Text
.....
What the bear case on AI is missing
TwentyFour
We have had an eventful few weeks of AI-driven volatility in markets, with markets seemingly swinging from “everyone’s a winner” to “everyone’s a loser” faster than technological progress itself.
The Citrini Research article published a few days ago, which presented a somewhat dystopian view on the AI threat to white-collar jobs, sparked a fresh sell-off in the software sector and all other sectors potentially involved in the AI disruption trade. While the situation seems calmer after Anthropic’s comments that it was not looking to exterminate every software company in the world with “agentic” AI, nervousness is still palpable.
This episode highlights a couple of interesting topics. First, financial markets are extremely anxious about the consequences AI might have, not only in the tech sector but in many others as well. This is of course not helped by valuations being stretched after multi-year rallies in some stock prices. A research article that begins “What follows is a scenario, not a prediction…” is usually not cause for blue-chip stocks to sell off by 7% in a day. Uncertainty will remain high in coming quarters and will only begin to dissipate gradually as companies report concrete figures on forward-looking indicators such as new subscriptions, backlogs of new orders and others that might be relevant for different industries. This should in turn lead to more dispersion in returns as winners and losers become easier to tell apart, but the process will take some time.
Second, as many critiques to the Citrini piece have highlighted, it is very difficult to go from a few bearish predictions on unemployment to a more general macro equilibrium scenario which is internally consistent and therefore considers the broader consequences of said bearish predictions in all relevant macro variables. One example is in the labour market. Substituting labour for capital (i.e. reducing workforce and replacing it with AI) certainly has limits, both from an operational, legal, and economic point of view. At least for the time being, the legal responsibility of fulfilling a contract lies with human beings. An AI cannot enter a contract to manage an investment fund, for example, which places a limit on the substitutability of labour for capital. From an economics point of view, there is a cost to AI which at the moment has to do with electricity, R&D and possibly maintenance. To the extent that these marginal costs are higher than those of a human employee, the substitution effect will be limited.
.....
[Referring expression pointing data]
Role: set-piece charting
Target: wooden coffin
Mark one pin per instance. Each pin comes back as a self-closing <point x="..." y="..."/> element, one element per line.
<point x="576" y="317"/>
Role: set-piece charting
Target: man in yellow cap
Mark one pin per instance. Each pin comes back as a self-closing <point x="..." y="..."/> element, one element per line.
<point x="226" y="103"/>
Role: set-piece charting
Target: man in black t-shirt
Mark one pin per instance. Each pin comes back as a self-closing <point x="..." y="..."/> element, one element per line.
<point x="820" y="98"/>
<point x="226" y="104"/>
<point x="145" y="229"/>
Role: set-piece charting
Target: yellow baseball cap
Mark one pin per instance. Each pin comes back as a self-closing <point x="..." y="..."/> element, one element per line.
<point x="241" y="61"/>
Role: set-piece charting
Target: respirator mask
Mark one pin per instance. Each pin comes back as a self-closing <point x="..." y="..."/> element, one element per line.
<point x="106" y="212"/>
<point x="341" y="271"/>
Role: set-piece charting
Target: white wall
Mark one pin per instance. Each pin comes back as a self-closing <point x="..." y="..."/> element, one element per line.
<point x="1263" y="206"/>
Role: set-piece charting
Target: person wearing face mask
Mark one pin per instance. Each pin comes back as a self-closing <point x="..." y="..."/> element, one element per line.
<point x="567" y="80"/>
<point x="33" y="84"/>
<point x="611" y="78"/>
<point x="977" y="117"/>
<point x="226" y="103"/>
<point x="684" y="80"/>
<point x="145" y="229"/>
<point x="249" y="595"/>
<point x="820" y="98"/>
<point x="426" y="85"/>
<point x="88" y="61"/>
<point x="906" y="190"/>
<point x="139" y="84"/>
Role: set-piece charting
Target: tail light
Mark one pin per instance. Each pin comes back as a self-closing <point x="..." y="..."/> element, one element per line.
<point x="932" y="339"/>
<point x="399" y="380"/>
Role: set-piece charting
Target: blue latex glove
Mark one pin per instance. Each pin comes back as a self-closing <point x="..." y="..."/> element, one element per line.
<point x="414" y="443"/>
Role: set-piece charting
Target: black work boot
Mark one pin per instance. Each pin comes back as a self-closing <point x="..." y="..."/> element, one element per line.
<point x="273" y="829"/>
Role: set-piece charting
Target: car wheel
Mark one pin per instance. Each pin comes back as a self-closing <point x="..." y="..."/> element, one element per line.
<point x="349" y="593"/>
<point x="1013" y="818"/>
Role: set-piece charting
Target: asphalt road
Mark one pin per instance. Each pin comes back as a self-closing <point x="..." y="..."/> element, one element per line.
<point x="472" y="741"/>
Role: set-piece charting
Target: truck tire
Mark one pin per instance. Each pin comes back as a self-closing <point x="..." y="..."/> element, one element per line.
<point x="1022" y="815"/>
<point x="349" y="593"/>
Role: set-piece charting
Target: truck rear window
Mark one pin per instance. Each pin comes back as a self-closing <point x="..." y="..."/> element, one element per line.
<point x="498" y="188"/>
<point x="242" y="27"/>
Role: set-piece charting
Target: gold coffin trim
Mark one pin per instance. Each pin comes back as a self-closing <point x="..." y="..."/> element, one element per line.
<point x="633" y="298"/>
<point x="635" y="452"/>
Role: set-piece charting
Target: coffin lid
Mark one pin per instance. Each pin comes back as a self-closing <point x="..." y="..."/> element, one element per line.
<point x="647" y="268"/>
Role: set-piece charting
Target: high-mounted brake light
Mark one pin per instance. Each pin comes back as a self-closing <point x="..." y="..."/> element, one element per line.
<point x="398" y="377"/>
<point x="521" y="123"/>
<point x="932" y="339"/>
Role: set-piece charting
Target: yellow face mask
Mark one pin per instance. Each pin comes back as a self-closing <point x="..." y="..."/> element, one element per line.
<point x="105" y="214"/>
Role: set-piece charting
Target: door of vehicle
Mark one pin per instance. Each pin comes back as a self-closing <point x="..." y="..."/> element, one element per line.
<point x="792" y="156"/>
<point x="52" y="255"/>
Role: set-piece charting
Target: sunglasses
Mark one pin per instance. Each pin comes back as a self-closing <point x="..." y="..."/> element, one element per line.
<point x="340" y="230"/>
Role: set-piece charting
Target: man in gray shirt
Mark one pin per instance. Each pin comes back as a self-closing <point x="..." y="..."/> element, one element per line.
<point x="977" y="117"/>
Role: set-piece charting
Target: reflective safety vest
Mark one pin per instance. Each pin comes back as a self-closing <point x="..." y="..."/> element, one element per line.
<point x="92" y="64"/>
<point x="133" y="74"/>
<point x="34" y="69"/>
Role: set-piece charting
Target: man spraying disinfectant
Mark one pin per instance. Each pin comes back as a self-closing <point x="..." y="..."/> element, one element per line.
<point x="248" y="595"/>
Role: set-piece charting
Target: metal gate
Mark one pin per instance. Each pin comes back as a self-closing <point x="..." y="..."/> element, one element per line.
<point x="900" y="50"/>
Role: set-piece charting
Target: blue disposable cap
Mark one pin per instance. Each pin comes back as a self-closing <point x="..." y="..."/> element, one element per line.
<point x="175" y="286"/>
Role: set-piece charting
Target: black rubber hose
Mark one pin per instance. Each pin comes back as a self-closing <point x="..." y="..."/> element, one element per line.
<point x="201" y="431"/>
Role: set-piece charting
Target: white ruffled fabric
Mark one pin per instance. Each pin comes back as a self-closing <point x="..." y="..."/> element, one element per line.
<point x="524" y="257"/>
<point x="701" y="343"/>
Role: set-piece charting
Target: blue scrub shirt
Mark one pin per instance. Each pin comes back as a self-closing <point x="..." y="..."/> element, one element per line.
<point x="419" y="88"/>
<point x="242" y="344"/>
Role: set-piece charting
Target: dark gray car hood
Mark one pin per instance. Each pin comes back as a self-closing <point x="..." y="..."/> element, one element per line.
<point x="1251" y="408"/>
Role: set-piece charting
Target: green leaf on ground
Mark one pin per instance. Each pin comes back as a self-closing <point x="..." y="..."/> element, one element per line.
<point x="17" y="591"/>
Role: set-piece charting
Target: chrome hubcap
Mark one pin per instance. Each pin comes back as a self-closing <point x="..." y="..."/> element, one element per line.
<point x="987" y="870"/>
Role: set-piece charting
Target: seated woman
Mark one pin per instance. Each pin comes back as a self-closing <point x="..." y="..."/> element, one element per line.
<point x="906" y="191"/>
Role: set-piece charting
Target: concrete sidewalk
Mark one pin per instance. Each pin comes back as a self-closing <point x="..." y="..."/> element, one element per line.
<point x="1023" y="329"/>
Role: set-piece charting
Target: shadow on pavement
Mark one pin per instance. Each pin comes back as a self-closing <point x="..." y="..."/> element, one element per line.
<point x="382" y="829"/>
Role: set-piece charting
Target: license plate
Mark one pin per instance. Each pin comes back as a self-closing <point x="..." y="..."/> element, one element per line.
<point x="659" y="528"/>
.....
Task item A
Which costs of AI does the article name from an economics point of view?
Task item B
Return the part of the article starting with "What the bear" and going on through "is still palpable.".
Task item C
Summarize the article in two sentences.

Answer A
Electricity, R&D and possibly maintenance.

Answer B
What the bear case on AI is missing
TwentyFour
We have had an eventful few weeks of AI-driven volatility in markets, with markets seemingly swinging from “everyone’s a winner” to “everyone’s a loser” faster than technological progress itself.
The Citrini Research article published a few days ago, which presented a somewhat dystopian view on the AI threat to white-collar jobs, sparked a fresh sell-off in the software sector and all other sectors potentially involved in the AI disruption trade. While the situation seems calmer after Anthropic’s comments that it was not looking to exterminate every software company in the world with “agentic” AI, nervousness is still palpable.

Answer C
A Citrini Research article with a dystopian view of AI's threat to white-collar jobs sparked a sell-off, which shows how anxious markets are about AI amid stretched valuations, with uncertainty likely to ease only gradually as companies report concrete forward-looking figures. Critics note that the piece's bearish predictions are hard to turn into a consistent macro scenario, since operational, legal and economic limits constrain replacing labor with AI.